━━━━━ DATA LISTING ━━━━━

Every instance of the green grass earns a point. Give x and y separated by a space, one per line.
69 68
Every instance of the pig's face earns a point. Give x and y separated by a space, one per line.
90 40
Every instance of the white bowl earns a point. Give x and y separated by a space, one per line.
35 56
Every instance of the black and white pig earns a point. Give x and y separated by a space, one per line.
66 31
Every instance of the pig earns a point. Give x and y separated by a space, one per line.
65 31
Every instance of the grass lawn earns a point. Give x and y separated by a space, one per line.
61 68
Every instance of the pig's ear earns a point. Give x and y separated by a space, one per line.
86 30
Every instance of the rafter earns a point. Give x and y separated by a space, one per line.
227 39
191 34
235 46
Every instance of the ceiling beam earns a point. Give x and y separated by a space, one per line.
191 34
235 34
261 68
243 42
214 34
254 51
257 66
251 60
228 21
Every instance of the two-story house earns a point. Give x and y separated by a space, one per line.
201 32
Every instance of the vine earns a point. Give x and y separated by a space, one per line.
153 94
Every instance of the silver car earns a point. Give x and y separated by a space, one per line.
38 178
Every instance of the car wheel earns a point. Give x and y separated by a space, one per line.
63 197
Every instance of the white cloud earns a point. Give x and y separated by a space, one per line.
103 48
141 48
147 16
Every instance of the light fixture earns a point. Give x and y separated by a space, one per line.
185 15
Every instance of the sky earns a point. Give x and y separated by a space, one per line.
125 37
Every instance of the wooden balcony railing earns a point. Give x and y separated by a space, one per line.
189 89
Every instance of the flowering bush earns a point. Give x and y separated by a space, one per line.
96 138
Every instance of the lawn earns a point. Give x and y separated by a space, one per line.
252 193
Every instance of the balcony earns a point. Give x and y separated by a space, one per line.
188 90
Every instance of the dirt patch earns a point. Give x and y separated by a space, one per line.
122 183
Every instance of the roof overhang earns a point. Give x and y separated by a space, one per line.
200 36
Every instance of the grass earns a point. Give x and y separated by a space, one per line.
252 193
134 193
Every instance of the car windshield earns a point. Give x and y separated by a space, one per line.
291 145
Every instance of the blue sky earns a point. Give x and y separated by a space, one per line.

━━━━━

WHAT THE EXERCISE ASKS: Reproduce the material in full, renaming "instance" to "occurrence" wherever it occurs and leaving everything else unchanged.

REPLY:
Every occurrence of the green grass earns a point. Give x and y separated by a space, one per line.
69 68
Every occurrence of the pig's face earns a point. Give x and y separated by a space, one per line.
90 40
Every occurrence of the white bowl earns a point. Give x and y separated by a space, one per line.
35 56
Every occurrence of the black and white pig earns a point. Give x and y separated by a space, one per line.
66 31
Every occurrence of the pig earns a point. Give x and y separated by a space, one per line.
65 31
Every occurrence of the grass lawn earns a point. Give x and y separated by a space, one per line.
61 68
Every occurrence of the pig's ear earns a point. Give x and y separated by a space, one per line.
86 30
Every occurrence of the rafter earns a point. Give x and y separated by a space, one per line.
227 39
191 34
235 46
Every occurrence of the ceiling beam earns a point. Give x and y separated by a space, one per line.
191 34
235 34
261 68
243 42
214 34
254 51
257 66
251 60
228 21
Every occurrence of the two-story house earns a point. Give x and y separated by a space, one per line.
201 32
Every occurrence of the vine earns a point. Give x and y separated by a space, one per line.
153 94
Every occurrence of the silver car earns a point. Give x and y separated by a space, one per line.
38 178
Every occurrence of the car wheel earns a point. Give x and y separated by a space, one per line.
63 197
Every occurrence of the white cloud earns a point. Give x and y separated by a space, one per line.
103 48
141 48
147 16
Every occurrence of the light fixture earns a point. Give x and y separated by a space, one per line.
185 15
Every occurrence of the sky earns a point. Give x and y separated by a space, one per line.
125 37
Every occurrence of the wooden balcony railing earns a point. Give x and y separated by a space, one per line.
189 89
Every occurrence of the flowering bush earns a point. Give x and y separated by a space, one per line.
96 138
Every occurrence of the lawn earns a point. Give x and y separated by a space, one per line.
252 193
Every occurrence of the balcony earns a point. Give x and y separated by a space, one per line.
188 90
Every occurrence of the dirt patch earns a point. Give x and y separated by a space, one per line.
122 183
Every occurrence of the roof overhang earns a point. Give x and y separated by a space, one per line.
200 36
Every occurrence of the grass earns a point. Give x and y separated by a space, one per line.
252 193
134 193
Every occurrence of the car windshield earns a point. Give x and y separated by a space, one per line.
291 145
Every occurrence of the blue sky earns a point. Give x and y separated by a space, one per line.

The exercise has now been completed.